--- start of Supplied passage ---

README.md

docaids

R code is often first generated in a haphazard and exploratory way, particularly in a research environment. This package helps to automatically discover and/or document the structure of local variables in functions. This makes it easier to both understand old existing code or code you've been given, and document it in roxygen. It currently provides 4 main services, though all 4 of them are interrelated.

There must be much more sophisticated ways to do what I've done, but this does seem to work...

Installation

You can install docaids from github with:

# install.packages ("devtools")  
devtools::install_github ("langfob/docaids")

Example

Suppose that you are given some old, uncommented code with two cryptic functions, inner_func() and outer_func():

library (docaids)

inner_func <- function (a=3)
    {
    b = a + 1
    ret_vals <- list (a=a, b=b)

    return (ret_vals)
    }

outer_func <- function (num_times=2)
    {
    n = 1
    x = list (k="blah", j=123, m=list(e=c(10,20,30),f=77))

    for (iii in 1:num_times)
        {
        rv = inner_func (n)
        n               = rv$b
        cat ("\nn = ", n)
        }

    cat ("\n")
    }

If you just want to know the structures of all the variables, then you can add a call to doc_vars_in_this_func at the end of each function. It doesn't actually matter where you put the call in the function, but putting it at the end means that any variable that might be created along the way will have been created and loaded by that last line so nothing will be missed.

library (docaids)

inner_func <- function (a=3)
    {
    b = a + 1
    ret_vals <- list (a=a, b=b)

    doc_vars_in_this_func()
    return (ret_vals)
    }

outer_func <- function (num_times=2)

--- end of Supplied passage ---
--- start of Recorded information ---

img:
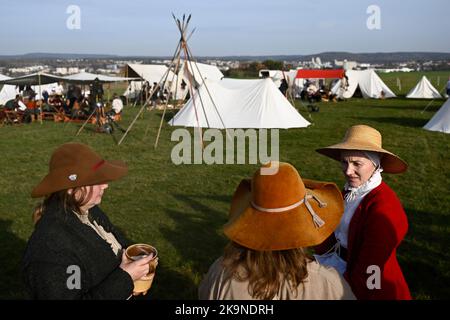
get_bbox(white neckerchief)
[334,168,383,248]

--- end of Recorded information ---

## Problem
In the docaids README above, list every distinct variable name that the first definition of outer_func() assigns with = or <- inside its body.

## Complete output
n, x, rv